孟倩、何倩:李三孤堆楚墓石器考辨

360影视 欧美动漫 2025-03-21 09:23 3

摘要:文章在对李三孤堆楚墓石器基本信息进行全面披露的基础上,从石器类型、器物组合、出土位置、内涵功用、石器来源与利用、制作工艺及艺术特点六个层面对该墓石器进行了详细论证与考辨。6类石器可分为两组:勾形器、戈(圭)、璧为一组,勾形器用于悬挂椁室内帷幔,戈(圭)、璧用于

#我的宝藏兴趣#文章在对李三孤堆楚墓石器基本信息进行全面披露的基础上,从石器类型、器物组合、出土位置、内涵功用、石器来源与利用、制作工艺及艺术特点六个层面对该墓石器进行了详细论证与考辨。6类石器可分为两组:勾形器、戈(圭)、璧为一组,勾形器用于悬挂椁室内帷幔,戈(圭)、璧用于压抚棺椁外的荒帷,戈(圭)、璧同时还蕴含祭祀天地的功用;匜、耳杯、杯为一组,具备酒祭祖先的功用。另外,使用竹叶状灰岩石冥器随葬存在地域特异性,或可作为楚国晚期晚段墓葬等级划分的一项依据。

李三孤堆楚墓位于安徽省寿县(现属淮南市)朱家集,是一座具有楚国王室背景的高规格战国晚期墓葬。该墓出土了一批体型硕大且极具特点的竹叶状灰岩石器,这批石器材料极其罕见,对于楚国晚期丧葬仪具、丧葬制度、祭祀礼制的研究都具有十分重要的价值。李三孤堆楚王墓曾于20世纪30年代历经两次盗掘,迄今为止,尚有部分器物(包括石器)的基础信息未得到全面公布。本文拟对安徽博物院藏李三孤堆墓石器资料进行全面爬梳与整理,从形制分类、器物组合、出土位置、礼制功用、石料利用、艺术特点等诸方面对石器进行融合探析,以求证于方家。

== 任务 ==
把讲李三孤堆楚墓石器的这段文字里,从“360影视 欧美动漫 2025-03-21”起到“进行融合探析,以求证于方家。”止的内容一字不差地抄下来,两头都算在内。 后面列出的各行跟这件事没有关系。

== 所给信息 ==
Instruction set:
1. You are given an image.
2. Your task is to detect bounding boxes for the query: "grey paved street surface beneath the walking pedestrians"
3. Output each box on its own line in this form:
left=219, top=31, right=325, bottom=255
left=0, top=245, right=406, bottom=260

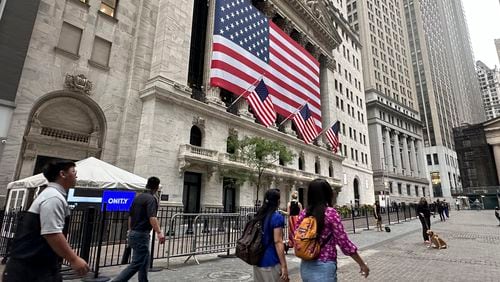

== 作答区 ==
360影视 欧美动漫 2025-03-21 09:23 3

摘要:文章在对李三孤堆楚墓石器基本信息进行全面披露的基础上,从石器类型、器物组合、出土位置、内涵功用、石器来源与利用、制作工艺及艺术特点六个层面对该墓石器进行了详细论证与考辨。6类石器可分为两组:勾形器、戈(圭)、璧为一组,勾形器用于悬挂椁室内帷幔,戈(圭)、璧用于

#我的宝藏兴趣#文章在对李三孤堆楚墓石器基本信息进行全面披露的基础上,从石器类型、器物组合、出土位置、内涵功用、石器来源与利用、制作工艺及艺术特点六个层面对该墓石器进行了详细论证与考辨。6类石器可分为两组:勾形器、戈(圭)、璧为一组,勾形器用于悬挂椁室内帷幔,戈(圭)、璧用于压抚棺椁外的荒帷,戈(圭)、璧同时还蕴含祭祀天地的功用;匜、耳杯、杯为一组,具备酒祭祖先的功用。另外,使用竹叶状灰岩石冥器随葬存在地域特异性,或可作为楚国晚期晚段墓葬等级划分的一项依据。

李三孤堆楚墓位于安徽省寿县(现属淮南市)朱家集,是一座具有楚国王室背景的高规格战国晚期墓葬。该墓出土了一批体型硕大且极具特点的竹叶状灰岩石器,这批石器材料极其罕见,对于楚国晚期丧葬仪具、丧葬制度、祭祀礼制的研究都具有十分重要的价值。李三孤堆楚王墓曾于20世纪30年代历经两次盗掘,迄今为止,尚有部分器物(包括石器)的基础信息未得到全面公布。本文拟对安徽博物院藏李三孤堆墓石器资料进行全面爬梳与整理,从形制分类、器物组合、出土位置、礼制功用、石料利用、艺术特点等诸方面对石器进行融合探析,以求证于方家。